Texte retenu:
++++++++++++++++++++

On suit l’évolution d’un territoire sous le verrou de la puissance coloniale française. Le point de vue est d’autant plus intéressant qu’il associe d’abord celui des enfants d’un français amené en mission en Nouvelle-Calédonie, celui de la narratrice Kanak qui prend la figure du peuple ici, ainsi qu’une des deux enfants citées, à présent d’une quarantaine d’années, introduisant le propos et rendant le tout ancré dans le temps, celui de notre époque. Des mots de la compagnie en scène pour cette pièce, on reconnaît ici que “l’histoire avec un grand H n’a de sens que dans l’émotion qu’elle crée en chacun de nous”. Et par le message politique que revêt cette œuvre, on ne peut en ressortir sans s’interroger sur notre place à tous et nos leviers d’action, dans une France exerçant une pression sur la Kanaky qui promet depuis plus de 40 ans une autodétermination possessive.

++++++++++++++++++++

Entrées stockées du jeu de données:
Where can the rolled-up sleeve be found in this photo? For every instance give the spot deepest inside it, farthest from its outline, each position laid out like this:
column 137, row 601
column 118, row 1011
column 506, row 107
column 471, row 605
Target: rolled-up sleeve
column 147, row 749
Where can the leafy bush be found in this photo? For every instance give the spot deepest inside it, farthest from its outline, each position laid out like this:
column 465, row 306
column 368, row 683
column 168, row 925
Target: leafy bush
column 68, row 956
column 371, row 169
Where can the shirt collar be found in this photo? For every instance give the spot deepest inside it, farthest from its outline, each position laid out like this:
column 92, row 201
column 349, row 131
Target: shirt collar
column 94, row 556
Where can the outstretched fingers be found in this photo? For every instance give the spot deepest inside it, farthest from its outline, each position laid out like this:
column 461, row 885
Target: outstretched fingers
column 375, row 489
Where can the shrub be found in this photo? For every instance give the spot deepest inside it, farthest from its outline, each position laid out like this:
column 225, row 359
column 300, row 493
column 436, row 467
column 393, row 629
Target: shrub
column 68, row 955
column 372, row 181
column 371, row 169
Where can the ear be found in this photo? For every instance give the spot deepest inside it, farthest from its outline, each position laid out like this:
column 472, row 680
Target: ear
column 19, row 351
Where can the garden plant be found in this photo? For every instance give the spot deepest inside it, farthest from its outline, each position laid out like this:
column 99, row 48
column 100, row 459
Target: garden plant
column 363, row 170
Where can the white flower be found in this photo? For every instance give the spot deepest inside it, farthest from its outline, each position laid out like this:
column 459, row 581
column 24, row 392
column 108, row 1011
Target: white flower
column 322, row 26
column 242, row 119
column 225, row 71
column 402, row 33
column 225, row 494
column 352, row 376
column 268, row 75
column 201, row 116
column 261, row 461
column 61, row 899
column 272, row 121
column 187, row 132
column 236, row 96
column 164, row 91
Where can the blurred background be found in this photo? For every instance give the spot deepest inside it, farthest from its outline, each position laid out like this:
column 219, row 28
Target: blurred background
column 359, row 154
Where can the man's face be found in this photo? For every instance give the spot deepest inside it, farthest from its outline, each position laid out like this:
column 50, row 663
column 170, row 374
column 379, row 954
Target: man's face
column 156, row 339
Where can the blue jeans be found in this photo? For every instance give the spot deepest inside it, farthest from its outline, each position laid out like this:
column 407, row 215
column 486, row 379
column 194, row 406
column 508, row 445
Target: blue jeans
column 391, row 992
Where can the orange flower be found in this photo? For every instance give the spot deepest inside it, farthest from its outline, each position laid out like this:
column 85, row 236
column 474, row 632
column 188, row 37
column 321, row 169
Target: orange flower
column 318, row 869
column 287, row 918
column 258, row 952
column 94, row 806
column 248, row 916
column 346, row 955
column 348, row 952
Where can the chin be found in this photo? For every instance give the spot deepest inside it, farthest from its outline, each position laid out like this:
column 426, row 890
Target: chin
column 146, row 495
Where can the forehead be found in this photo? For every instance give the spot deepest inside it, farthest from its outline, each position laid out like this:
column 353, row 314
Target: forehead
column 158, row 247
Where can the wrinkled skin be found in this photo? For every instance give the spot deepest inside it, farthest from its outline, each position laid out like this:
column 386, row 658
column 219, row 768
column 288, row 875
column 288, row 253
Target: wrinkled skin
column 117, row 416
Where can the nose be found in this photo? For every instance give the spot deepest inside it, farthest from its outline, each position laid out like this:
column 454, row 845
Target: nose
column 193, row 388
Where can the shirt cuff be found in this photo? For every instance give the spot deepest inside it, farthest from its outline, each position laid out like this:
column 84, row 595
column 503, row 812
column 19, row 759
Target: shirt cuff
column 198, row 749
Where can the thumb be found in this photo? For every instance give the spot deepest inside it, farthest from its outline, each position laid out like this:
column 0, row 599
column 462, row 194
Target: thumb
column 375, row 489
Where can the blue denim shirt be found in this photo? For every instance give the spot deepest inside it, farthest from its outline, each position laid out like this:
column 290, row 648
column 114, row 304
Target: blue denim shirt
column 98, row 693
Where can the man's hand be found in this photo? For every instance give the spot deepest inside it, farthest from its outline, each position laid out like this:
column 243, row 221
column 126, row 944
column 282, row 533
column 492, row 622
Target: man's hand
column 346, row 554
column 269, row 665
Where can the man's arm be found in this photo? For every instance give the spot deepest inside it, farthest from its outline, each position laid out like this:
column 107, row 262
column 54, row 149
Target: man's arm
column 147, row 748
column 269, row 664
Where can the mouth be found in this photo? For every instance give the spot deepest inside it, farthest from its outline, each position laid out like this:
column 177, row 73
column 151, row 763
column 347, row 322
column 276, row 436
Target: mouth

++++++++++++++++++++

Répondez aux questions suivantes sur le texte retenu.
1. Dans quel territoire le Français a-t-il été amené en mission ?
2. Quel âge a à présent l'une des deux enfants citées ?
3. D'après les mots de la compagnie, dans quoi l'histoire avec un grand H trouve-t-elle son sens ?

Résultat attendu:
1. En Nouvelle-Calédonie.
2. Une quarantaine d'années.
3. Dans l'émotion qu'elle crée en chacun de nous.